SET EXERCISE: Can you pull every line of text out of the material below, unchanged and character for character, with the pictures left out?

/---

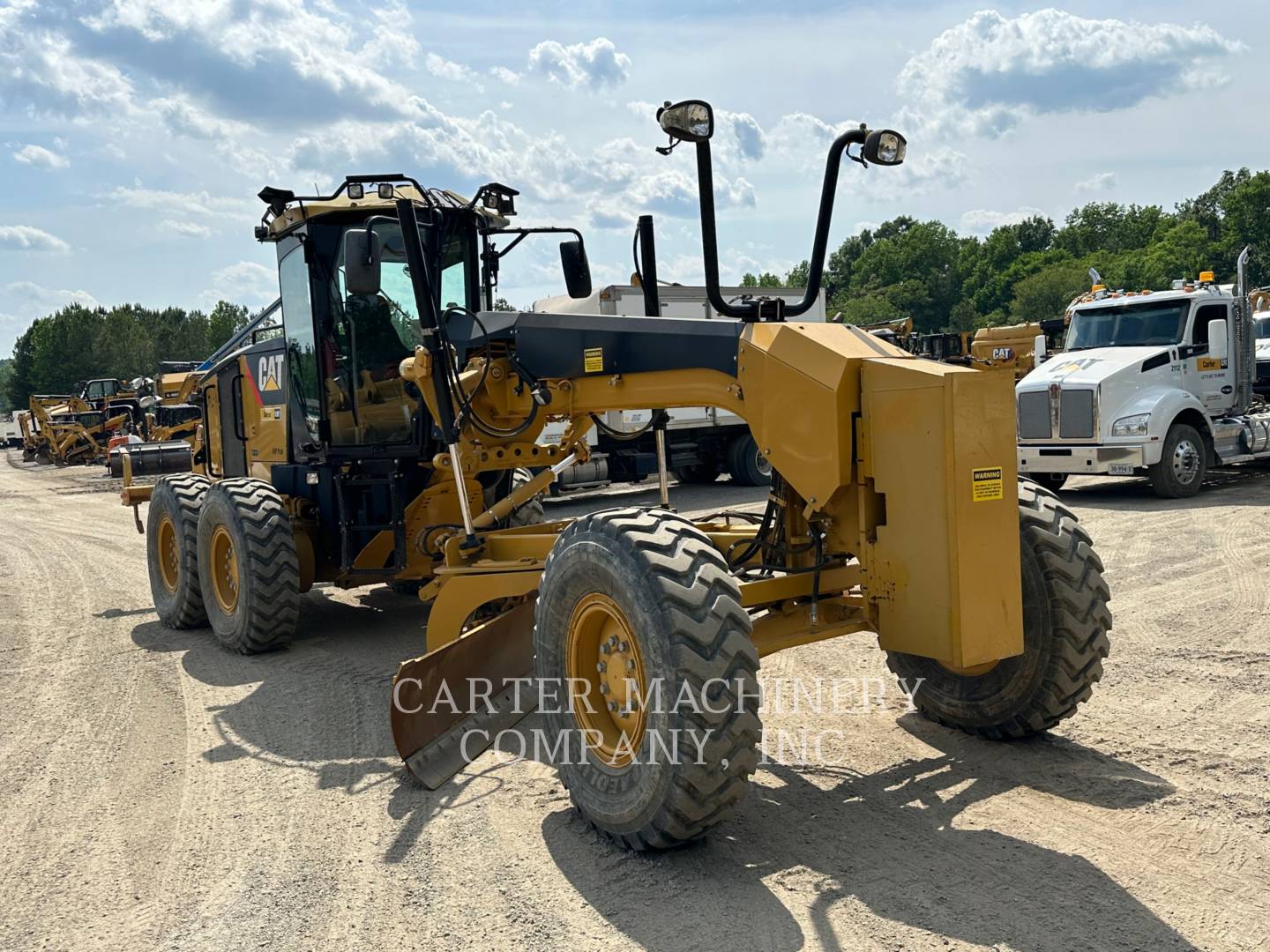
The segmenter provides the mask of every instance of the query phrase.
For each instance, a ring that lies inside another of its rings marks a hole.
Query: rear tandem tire
[[[208,480],[196,473],[155,482],[146,514],[146,561],[159,621],[169,628],[207,625],[198,581],[198,513]]]
[[[1024,652],[978,674],[898,651],[886,665],[930,720],[993,740],[1049,730],[1090,697],[1107,656],[1111,598],[1088,533],[1058,496],[1019,481]]]
[[[617,631],[622,641],[615,635],[613,647],[602,647]],[[552,750],[563,735],[570,743],[556,764],[560,781],[597,830],[627,849],[665,849],[732,812],[758,763],[758,651],[737,581],[700,529],[655,509],[608,509],[572,523],[542,572],[533,647],[537,677],[550,679],[544,684],[587,679],[573,710],[563,687],[544,717]],[[615,673],[598,673],[597,658]],[[657,685],[660,703],[634,703],[630,684],[617,680],[615,689],[610,678],[638,680],[645,696]],[[676,703],[685,692],[695,703]],[[629,707],[605,722],[606,702],[620,694]],[[597,702],[589,715],[588,701]],[[634,735],[632,759],[583,748],[582,730],[605,727],[612,737]],[[690,736],[705,737],[700,758]],[[677,757],[668,753],[676,740]]]
[[[300,560],[282,496],[255,479],[212,485],[198,518],[198,578],[217,640],[244,655],[286,644],[300,618]]]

\---

SOLUTION TO THIS TASK:
The segmenter provides the mask of every instance of the query phrase.
For each instance, a ring that lies inside another of its rings marks a hole.
Query: rear tandem tire
[[[208,480],[196,473],[155,482],[146,514],[146,561],[159,621],[169,628],[207,625],[198,581],[198,513]]]
[[[1024,652],[978,674],[898,651],[886,665],[930,720],[993,740],[1049,730],[1090,697],[1107,656],[1111,598],[1088,533],[1058,496],[1019,481]]]
[[[617,631],[622,641],[615,635],[613,647],[602,647]],[[552,750],[563,735],[570,743],[556,764],[560,781],[597,830],[627,849],[665,849],[732,812],[758,763],[758,651],[737,581],[700,529],[655,509],[608,509],[572,523],[542,572],[533,647],[537,677],[550,679],[544,684],[587,679],[573,710],[563,687],[544,717]],[[615,673],[598,673],[597,658]],[[657,685],[660,703],[634,703],[630,684],[617,680],[615,689],[610,678],[638,680],[645,696]],[[676,703],[685,692],[695,703]],[[629,707],[605,722],[606,702],[620,694]],[[597,702],[589,715],[588,701]],[[634,735],[632,759],[583,748],[582,730],[605,727],[612,737]],[[690,736],[705,737],[700,758]],[[677,757],[668,753],[676,740]]]
[[[300,560],[282,496],[255,479],[212,485],[198,518],[198,578],[217,640],[244,655],[286,644],[300,618]]]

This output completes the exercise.